#### [Requirement]
Continue the essay on conscience from the point where it ends, picking up right after its last sentence.

━━ Source document

Being Conscientious About Conscience

By DONALD DeMARCO

My earliest recollection of an explanation of conscience was when I was a young lad sitting in a movie theater and being enthralled by Walt Disney’s 1940 classic, Pinocchio. The newly carved puppet had been brought to life by the Blue Fairy. But he was still a puppet and had not been endowed with a conscience. It fell to Jiminy Cricket to instruct Pinocchio on the meaning of conscience.

“If you want to be a real boy,” Jiminy explained, “you have to know how to do the right thing because the world is full of temptations.” Therefore, you must “always let your conscience be your guide.”

Then, the conscientious cricket launched into his explanation of conscience: “The wrong things that seem right at the time but even though the right things may seem wrong sometimes, sometimes the wrong things may be right at the wrong time or vice-versa. Understand?”

Master Cricket may have been less a disciple of St. Thomas Aquinas than a forerunner of the late great Yogi Berra, who once explained to his troops that “good pitching beats good hitting every time, and vice-versa.”

Pinocchio, needless to say, is dumbfounded. Yet, despite the cricket’s convoluted gobbledygook, this amusing cinematic segment made two things clear to me: 1) that you must have a properly functioning conscience in order to be a complete person; 2) that although conscience is essential for a good life, it is very difficult to explain.

And now that I have arrived at man’s estate, I endeavor to offer a clearer explanation of conscience than what the dutiful Professor Cricket had to offer. But what can we expect from a cricket?

The first thing to know about conscience is contained in the very etymology of the word. “Conscience” means con + scientia, or “with knowledge.” Consequently, knowledge serves as the basis for conscience. There can be no correct formation of conscience without knowledge. This knowledge is objective and reliable. In a word, it represents truth.

The great paradox of conscience is that although it abides within us, even at the core of our personality, it is tied to the external world of truth. Conscience is neither purely subjective not purely objective; it is like the living current that flows from the opposite poles of a battery. Conscience connects us with the world of moral values.

This truth is not invented, but discovered. Conscience does not make laws; it respects them. St. John Paul’s phrase, Veritatis Splendor (the title of his most morality centered encyclical), indicates that truth has a certain splendor or light by which it can be recognized. Truth should not be regarded as obscure, hidden, or confusing. Truth greets the mind as light enters the eye. Conscience, then, does not create norms, but discovers them in the objective order of morality.

━━━━
━━ Data

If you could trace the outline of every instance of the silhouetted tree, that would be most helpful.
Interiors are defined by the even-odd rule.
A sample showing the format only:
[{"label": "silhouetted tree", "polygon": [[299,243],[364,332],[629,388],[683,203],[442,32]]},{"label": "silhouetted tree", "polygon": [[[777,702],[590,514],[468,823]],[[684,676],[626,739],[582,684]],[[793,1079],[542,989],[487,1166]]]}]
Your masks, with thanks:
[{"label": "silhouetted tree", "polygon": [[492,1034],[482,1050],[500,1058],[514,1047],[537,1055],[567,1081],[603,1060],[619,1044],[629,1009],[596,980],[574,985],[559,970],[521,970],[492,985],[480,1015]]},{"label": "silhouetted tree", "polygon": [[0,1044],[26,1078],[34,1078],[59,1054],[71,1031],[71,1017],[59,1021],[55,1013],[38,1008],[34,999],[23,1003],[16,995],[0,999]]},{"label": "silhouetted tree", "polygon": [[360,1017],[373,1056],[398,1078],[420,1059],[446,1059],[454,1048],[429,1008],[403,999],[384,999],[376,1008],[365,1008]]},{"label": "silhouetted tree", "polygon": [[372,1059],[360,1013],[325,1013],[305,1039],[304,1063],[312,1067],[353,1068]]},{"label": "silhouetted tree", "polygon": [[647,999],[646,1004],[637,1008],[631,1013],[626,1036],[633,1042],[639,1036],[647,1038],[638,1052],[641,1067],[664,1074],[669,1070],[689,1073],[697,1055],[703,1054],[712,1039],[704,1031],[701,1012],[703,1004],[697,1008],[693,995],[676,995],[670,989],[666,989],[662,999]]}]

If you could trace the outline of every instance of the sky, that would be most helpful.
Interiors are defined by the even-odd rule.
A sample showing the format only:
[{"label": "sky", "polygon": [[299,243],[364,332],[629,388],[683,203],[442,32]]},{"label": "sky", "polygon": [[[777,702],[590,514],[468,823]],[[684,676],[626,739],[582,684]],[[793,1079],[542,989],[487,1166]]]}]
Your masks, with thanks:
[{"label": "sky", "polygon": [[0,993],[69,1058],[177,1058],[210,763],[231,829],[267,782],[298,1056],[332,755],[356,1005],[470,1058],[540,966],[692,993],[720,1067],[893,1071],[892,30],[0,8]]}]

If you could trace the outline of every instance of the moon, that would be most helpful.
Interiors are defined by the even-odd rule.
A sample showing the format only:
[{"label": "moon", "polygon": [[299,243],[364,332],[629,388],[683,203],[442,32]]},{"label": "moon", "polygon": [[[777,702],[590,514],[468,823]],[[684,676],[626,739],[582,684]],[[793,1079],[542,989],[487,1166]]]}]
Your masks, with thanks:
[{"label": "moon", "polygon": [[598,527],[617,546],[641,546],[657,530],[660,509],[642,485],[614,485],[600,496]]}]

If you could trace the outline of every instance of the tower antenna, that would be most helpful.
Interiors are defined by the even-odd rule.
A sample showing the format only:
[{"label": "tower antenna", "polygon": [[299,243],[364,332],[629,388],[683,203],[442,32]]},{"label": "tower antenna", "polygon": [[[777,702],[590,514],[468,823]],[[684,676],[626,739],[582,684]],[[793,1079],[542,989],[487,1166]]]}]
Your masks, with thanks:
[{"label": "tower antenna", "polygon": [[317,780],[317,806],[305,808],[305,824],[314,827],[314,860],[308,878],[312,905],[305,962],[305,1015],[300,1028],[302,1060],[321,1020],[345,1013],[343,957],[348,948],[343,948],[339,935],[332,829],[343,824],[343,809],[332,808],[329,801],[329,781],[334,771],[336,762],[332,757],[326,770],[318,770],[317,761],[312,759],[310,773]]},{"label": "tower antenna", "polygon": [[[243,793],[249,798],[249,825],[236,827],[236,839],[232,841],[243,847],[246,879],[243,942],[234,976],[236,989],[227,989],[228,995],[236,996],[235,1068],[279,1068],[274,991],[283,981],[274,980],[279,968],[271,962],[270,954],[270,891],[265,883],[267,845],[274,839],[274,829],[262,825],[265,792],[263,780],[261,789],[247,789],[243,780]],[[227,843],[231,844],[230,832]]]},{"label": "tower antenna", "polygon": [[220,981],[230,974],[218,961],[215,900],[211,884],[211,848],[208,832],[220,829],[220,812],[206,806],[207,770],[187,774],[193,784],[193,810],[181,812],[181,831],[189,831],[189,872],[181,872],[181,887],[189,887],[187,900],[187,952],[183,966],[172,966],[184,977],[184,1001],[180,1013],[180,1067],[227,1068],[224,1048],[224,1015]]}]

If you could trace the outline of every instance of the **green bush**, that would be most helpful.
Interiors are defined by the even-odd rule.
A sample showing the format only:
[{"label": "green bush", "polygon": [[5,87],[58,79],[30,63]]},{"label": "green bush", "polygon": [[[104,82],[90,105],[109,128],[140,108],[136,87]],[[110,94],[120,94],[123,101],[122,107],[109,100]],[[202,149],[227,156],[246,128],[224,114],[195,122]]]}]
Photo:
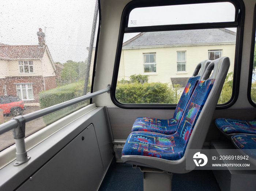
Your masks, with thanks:
[{"label": "green bush", "polygon": [[177,104],[181,93],[178,91],[180,87],[173,88],[160,82],[118,83],[116,96],[125,104]]},{"label": "green bush", "polygon": [[[84,81],[80,81],[68,85],[59,87],[39,93],[39,102],[41,109],[48,108],[60,103],[80,97],[82,96]],[[91,90],[90,85],[88,89]],[[43,117],[45,123],[48,125],[59,119],[87,105],[90,100],[86,100],[54,112]]]},{"label": "green bush", "polygon": [[231,98],[233,87],[233,72],[229,73],[225,79],[218,104],[224,104]]},{"label": "green bush", "polygon": [[251,97],[252,101],[256,102],[256,82],[252,83]]}]

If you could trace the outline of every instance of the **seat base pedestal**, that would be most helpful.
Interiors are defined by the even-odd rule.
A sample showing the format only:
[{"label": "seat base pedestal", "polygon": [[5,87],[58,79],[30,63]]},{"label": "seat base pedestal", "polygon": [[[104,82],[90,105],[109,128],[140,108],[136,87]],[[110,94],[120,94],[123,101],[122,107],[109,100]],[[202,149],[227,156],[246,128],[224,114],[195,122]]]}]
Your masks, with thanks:
[{"label": "seat base pedestal", "polygon": [[156,168],[137,167],[143,172],[144,191],[172,190],[173,173]]}]

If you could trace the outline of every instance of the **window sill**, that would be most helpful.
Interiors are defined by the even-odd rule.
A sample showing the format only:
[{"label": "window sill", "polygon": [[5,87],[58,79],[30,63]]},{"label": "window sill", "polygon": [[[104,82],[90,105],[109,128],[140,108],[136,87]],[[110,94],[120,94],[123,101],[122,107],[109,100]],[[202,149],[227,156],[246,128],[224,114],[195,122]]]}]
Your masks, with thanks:
[{"label": "window sill", "polygon": [[157,75],[157,73],[143,73],[143,75]]},{"label": "window sill", "polygon": [[176,73],[176,74],[187,74],[188,73],[187,72],[177,72]]}]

━━━━

#### [Exercise output]
Conscience needs truth in order to function. But it has an equal reliance on freedom. Let us imagine a triangle whose three sides are composed of truth, freedom, and conscience. Without truth, we have impulse, urge, feeling, hunch, caprice, guess, or whim. Nietzsche exemplified this error when he substituted “sublimated instinct” for conscience.

On the other hand, without freedom we have a requirement, an imperative, necessity, imposition, demand, compulsion, or determination. Here, Sigmund Freud constructed the “super-ego” as an unavoidable compromise between the demands of instinct and the restrictions of society. For the pioneer of modern psychology, there was no room for freedom.

If we reduce the triangle to three separate and independent lines, we find that truth, freedom, and conscience go nowhere. People love freedom, but they often do not understand it. They love conscience, but often separate it from its rectifying basis. They love truth, but only when it serves their individual purposes.

Conscience without truth is blind; conscience without freedom is compulsion. Conscience, then, is the faculty or power within us that is capable of a free and creative acceptance of the truth which serves as a guide for our moral actions.

Let us offer but one example.

We know that the truth about marriage excludes adultery, since adultery can be destructive of the faithful bond that exists between husband and wife. When conscience freely accepts this truth, it informs us to accept the truth about marriage and avoid or reject adultery.

When we act contrary to what we know to be right, we experience guilt. Guilt, then, is nothing more than the recognition of our complicity in wrongdoing. It is the recognition that our faults are not in the stars, but in us.

St. John Paul II has identified conscience in a most helpful as well as eloquent way. Conscience, he writes, is “the sacred core and sanctuary of man, where he is alone with God, whose voice echoes in his depth.”

We should not be listening to the voice of the masses or the siren song of secular society, or the arbitrary constructions of political correctness. God is the author of the moral order and in attending to it, we are at the same time, listening to Him.

We must be conscientious about conscience for it is our guide, our glory, and our gift from God.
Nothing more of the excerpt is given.